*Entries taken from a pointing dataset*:

########

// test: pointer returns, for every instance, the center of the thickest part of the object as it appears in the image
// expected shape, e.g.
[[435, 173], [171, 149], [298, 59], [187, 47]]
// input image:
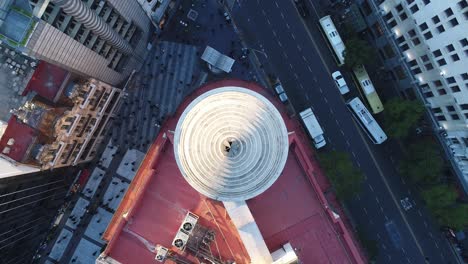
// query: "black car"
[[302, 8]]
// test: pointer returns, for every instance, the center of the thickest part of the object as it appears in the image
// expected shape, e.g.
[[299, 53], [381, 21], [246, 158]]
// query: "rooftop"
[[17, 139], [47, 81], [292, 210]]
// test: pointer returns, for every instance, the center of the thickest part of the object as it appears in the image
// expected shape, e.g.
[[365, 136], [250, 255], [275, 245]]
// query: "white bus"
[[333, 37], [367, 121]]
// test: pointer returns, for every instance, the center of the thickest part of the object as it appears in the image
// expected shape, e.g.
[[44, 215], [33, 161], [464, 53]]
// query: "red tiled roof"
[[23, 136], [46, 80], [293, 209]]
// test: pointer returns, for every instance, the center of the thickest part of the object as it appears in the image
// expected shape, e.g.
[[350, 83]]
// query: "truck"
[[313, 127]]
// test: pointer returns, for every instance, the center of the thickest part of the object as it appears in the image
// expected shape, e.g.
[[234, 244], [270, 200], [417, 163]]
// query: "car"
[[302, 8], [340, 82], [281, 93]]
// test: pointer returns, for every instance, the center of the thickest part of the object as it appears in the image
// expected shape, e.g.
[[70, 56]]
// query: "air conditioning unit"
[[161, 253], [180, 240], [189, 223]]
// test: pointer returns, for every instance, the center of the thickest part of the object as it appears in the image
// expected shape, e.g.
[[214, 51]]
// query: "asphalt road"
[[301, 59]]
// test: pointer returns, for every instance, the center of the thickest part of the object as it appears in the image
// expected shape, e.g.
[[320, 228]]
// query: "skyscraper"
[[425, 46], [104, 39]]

########

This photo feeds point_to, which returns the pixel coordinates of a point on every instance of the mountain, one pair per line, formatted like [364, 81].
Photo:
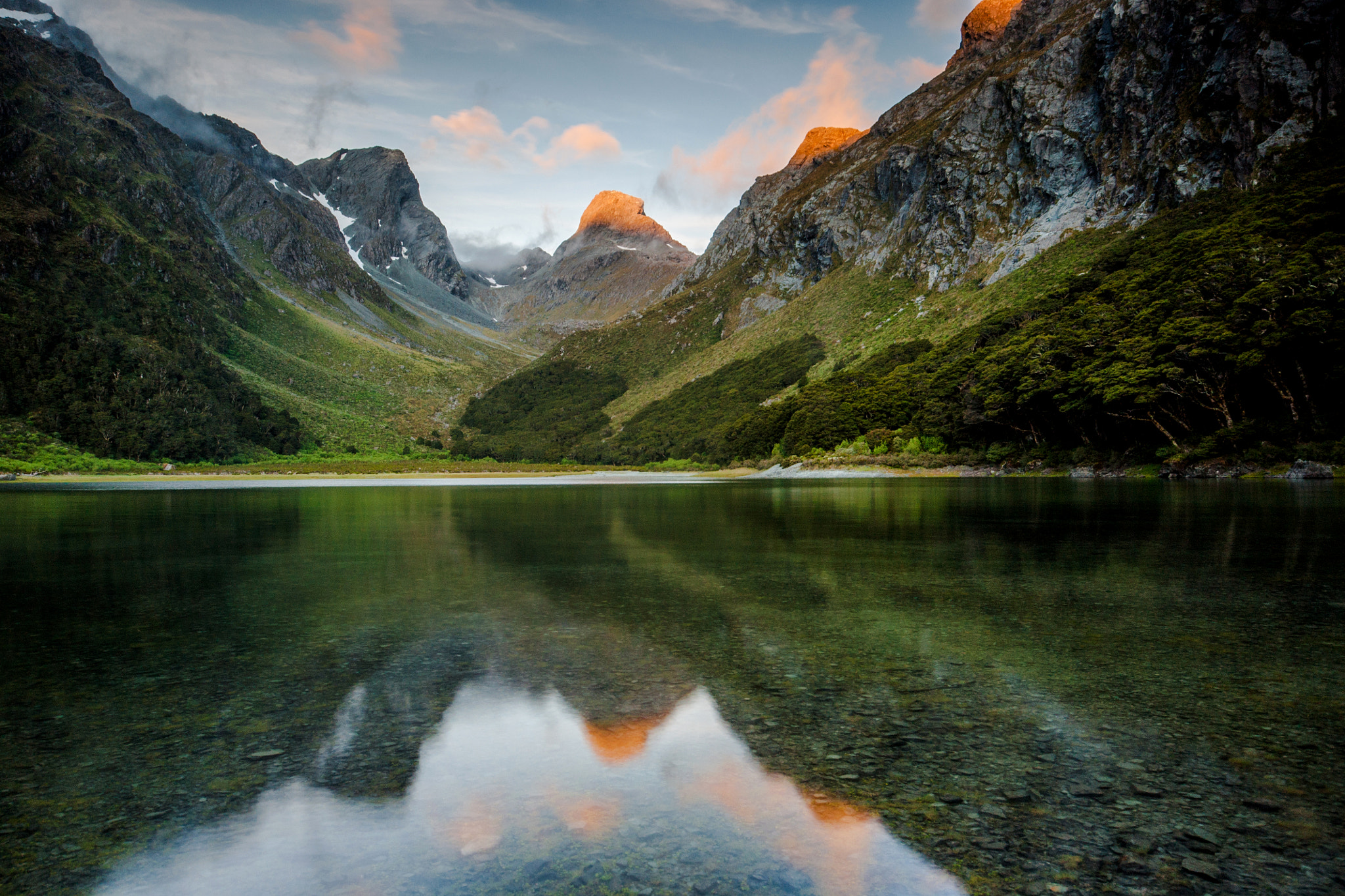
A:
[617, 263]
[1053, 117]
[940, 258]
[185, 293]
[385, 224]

########

*Problem to solve*:
How many lines of the data above contain the string "query"? Reply with only the number.

*Written solution*:
9